### DOCUMENT EXCERPT ###

Research Papers

Co-Design of an Active Suspension Using Simultaneous Dynamic Optimization

[+] Author and Article Information
James T. Allison

Assistant Professor
University of Illinois at Urbana-Champaign,
Urbana, IL 61801
e-mail: jtalliso@illinois.edu

Tinghao Guo

University of Illinois at Urbana-Champaign,
Urbana, IL 61801
e-mail: guo32@illinois.edu

Zhi Han

Senior Software Developer
MathWorks, Inc.,
Natick, MA 01760
e-mail: zhi.han@mathworks.com

1Corresponding author.

Contributed by the Design Automation Committee of ASME for publication in the JOURNAL OF MECHANICAL DESIGN. Manuscript received February 25, 2013; final manuscript received March 23, 2014; published online June 2, 2014. Assoc. Editor: Shinji Nishiwaki.

###

STATED GOAL 1
Collect every line of the entries that contains the string "tongue", treating uppercase and lowercase as different.
The article header and the entries come from unrelated sources.

### GIVEN DATA ###

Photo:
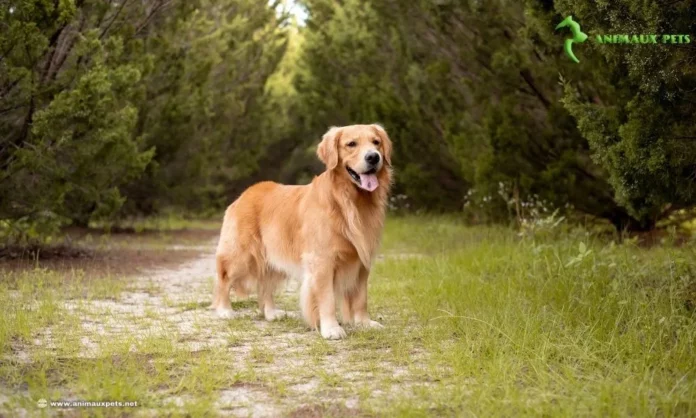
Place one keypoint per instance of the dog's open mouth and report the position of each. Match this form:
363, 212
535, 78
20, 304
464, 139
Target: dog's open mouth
366, 181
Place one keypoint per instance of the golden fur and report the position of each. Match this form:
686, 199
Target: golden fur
325, 233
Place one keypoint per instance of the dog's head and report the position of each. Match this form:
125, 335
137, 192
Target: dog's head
360, 152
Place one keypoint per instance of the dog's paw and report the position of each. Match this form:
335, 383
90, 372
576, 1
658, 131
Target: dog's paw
335, 332
275, 314
224, 313
369, 324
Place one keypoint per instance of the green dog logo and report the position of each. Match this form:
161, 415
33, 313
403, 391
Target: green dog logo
578, 36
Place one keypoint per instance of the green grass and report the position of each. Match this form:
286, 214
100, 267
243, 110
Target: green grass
480, 321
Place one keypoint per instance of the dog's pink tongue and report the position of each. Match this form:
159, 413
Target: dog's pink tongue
369, 182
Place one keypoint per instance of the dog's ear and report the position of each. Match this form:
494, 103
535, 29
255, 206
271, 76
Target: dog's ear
327, 151
386, 142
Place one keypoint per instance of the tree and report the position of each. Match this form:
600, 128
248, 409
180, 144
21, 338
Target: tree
638, 113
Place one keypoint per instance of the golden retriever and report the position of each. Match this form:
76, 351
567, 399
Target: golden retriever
325, 234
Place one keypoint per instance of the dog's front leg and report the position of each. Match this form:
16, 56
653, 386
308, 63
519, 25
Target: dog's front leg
359, 301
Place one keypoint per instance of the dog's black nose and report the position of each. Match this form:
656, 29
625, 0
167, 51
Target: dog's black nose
372, 158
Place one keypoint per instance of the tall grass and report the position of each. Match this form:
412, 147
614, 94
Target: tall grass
559, 324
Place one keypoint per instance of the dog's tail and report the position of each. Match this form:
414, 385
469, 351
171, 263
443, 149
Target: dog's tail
308, 303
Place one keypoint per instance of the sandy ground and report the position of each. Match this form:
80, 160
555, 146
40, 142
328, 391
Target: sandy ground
172, 303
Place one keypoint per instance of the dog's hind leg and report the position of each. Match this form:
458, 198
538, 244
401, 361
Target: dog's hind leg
229, 275
267, 286
223, 284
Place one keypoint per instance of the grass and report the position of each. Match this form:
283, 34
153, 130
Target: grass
480, 321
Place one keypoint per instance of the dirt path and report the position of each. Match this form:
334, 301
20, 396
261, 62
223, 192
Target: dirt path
275, 369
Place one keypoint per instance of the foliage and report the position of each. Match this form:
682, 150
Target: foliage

###

STATED GOAL 2
According to the article header, on what date was the final manuscript received?

FINAL RESULT 1
Place one keypoint per instance of the dog's pink tongue and report the position of each. Match this form:
Target: dog's pink tongue

FINAL RESULT 2
March 23, 2014